**Task item**
Report back every line below that carries the word "wall".

....................

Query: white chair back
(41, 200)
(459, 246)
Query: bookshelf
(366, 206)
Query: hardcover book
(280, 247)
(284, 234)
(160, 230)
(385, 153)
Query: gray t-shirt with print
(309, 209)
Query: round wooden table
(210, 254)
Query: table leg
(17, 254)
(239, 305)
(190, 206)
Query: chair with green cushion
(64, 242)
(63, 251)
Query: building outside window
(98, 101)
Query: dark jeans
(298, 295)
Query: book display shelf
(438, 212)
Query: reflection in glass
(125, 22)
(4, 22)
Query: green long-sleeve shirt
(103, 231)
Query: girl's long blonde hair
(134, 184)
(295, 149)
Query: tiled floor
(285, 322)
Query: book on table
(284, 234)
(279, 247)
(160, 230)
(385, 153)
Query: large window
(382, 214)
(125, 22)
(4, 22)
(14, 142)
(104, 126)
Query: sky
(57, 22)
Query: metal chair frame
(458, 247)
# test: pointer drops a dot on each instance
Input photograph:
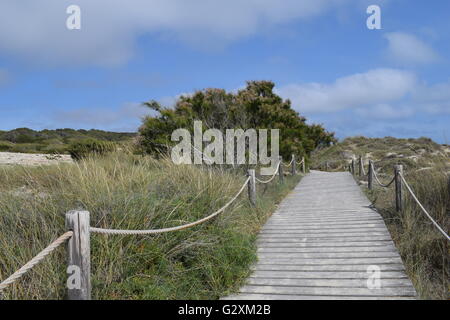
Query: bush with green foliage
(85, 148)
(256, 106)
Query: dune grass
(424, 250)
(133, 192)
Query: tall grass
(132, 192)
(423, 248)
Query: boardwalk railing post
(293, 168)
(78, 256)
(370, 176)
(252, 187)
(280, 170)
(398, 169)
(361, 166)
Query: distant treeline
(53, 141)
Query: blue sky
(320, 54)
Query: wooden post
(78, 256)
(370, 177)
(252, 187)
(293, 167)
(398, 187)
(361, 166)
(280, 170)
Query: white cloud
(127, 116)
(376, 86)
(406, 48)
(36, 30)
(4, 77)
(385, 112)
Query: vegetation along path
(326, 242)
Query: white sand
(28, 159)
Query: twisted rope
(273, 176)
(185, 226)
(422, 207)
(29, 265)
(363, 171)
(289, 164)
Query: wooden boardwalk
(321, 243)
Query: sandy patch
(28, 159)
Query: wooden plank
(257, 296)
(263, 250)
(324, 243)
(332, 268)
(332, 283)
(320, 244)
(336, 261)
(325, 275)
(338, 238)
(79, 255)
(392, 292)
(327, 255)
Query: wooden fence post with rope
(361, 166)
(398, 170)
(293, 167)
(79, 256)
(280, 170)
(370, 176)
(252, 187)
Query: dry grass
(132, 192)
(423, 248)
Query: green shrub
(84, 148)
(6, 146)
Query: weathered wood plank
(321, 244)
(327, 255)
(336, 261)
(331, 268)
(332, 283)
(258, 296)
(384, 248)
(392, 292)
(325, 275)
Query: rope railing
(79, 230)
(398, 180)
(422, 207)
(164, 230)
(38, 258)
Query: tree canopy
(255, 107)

....................

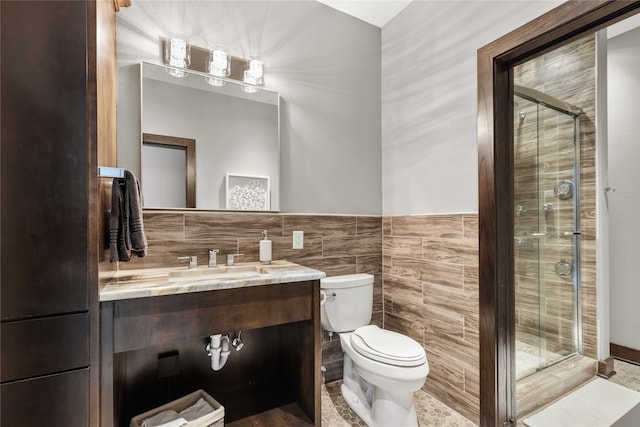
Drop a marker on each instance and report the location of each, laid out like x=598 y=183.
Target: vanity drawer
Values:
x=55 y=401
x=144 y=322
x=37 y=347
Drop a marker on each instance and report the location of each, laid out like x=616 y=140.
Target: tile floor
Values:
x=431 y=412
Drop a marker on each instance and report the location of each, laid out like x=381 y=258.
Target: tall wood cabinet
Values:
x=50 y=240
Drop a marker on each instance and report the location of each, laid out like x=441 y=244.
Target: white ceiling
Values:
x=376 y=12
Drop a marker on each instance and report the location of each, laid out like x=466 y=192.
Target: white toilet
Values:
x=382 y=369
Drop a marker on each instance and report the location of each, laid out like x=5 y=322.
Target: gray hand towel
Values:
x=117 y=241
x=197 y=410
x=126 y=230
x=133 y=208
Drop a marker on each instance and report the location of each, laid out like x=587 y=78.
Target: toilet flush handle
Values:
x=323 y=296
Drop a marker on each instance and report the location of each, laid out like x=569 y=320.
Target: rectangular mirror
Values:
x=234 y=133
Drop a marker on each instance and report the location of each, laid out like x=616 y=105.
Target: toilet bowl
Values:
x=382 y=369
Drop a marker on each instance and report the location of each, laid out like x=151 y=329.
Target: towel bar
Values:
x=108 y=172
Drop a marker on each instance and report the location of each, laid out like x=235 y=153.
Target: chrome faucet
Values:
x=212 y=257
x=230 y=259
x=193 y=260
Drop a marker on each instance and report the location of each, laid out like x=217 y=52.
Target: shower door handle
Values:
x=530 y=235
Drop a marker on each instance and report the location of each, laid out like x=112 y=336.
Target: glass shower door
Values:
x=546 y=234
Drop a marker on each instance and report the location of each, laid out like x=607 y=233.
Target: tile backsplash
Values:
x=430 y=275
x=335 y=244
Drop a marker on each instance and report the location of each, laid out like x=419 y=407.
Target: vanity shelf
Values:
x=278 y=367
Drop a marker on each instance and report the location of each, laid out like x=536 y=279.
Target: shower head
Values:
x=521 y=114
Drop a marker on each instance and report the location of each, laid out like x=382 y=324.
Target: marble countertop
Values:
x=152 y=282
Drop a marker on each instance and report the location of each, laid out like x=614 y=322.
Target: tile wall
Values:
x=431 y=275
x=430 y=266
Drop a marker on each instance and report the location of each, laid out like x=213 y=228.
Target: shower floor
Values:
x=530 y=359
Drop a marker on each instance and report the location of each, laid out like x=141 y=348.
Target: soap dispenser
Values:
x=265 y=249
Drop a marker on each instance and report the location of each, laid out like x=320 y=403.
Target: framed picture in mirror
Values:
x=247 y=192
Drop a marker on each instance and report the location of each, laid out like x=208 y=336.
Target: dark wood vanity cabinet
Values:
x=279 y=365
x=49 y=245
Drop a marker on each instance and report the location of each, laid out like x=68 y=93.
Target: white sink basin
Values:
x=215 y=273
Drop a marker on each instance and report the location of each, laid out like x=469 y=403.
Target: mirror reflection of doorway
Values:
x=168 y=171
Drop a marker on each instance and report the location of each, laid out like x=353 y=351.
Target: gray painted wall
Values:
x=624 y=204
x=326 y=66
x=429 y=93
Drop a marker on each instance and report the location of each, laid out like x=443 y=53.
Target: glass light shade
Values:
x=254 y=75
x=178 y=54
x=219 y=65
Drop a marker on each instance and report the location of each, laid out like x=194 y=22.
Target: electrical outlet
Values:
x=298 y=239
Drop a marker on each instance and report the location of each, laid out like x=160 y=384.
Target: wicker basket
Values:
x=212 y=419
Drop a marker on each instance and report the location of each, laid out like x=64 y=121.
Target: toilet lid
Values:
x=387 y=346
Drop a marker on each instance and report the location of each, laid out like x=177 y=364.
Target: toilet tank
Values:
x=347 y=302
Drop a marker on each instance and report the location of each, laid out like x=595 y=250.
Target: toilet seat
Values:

....................

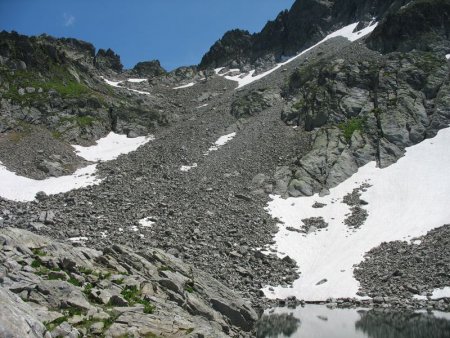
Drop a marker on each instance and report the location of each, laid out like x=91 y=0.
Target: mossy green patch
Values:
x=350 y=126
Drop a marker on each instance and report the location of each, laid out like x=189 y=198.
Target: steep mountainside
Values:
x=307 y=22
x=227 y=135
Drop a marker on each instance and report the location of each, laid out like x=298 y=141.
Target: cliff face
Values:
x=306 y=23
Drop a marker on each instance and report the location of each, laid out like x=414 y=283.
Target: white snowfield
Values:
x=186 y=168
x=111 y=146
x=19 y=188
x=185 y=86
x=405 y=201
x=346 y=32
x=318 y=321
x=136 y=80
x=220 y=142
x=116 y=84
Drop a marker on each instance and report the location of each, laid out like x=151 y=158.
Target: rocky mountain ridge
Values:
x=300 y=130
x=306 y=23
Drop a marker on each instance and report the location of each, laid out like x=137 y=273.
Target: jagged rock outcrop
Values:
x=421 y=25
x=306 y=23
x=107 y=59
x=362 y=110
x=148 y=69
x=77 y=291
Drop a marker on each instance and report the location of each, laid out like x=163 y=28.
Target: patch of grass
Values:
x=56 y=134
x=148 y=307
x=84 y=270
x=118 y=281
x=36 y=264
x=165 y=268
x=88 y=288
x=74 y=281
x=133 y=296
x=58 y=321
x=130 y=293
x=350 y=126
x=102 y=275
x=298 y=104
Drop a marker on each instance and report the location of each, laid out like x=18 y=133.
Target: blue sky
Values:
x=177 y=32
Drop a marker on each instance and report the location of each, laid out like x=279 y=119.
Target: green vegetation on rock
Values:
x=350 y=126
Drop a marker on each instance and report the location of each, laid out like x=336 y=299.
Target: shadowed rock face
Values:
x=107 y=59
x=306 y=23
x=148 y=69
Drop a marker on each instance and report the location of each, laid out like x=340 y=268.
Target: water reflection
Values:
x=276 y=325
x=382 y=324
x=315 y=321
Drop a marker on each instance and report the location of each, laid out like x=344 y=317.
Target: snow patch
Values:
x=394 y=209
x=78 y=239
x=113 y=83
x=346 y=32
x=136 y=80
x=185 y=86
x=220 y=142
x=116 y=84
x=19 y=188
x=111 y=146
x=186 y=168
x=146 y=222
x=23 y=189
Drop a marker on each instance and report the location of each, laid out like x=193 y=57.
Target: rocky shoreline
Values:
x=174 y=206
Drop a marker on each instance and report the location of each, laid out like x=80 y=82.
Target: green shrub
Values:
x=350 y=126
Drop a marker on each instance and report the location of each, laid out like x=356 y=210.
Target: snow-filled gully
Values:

....................

**Reply**
Target: tile wall
Target: gray painted wall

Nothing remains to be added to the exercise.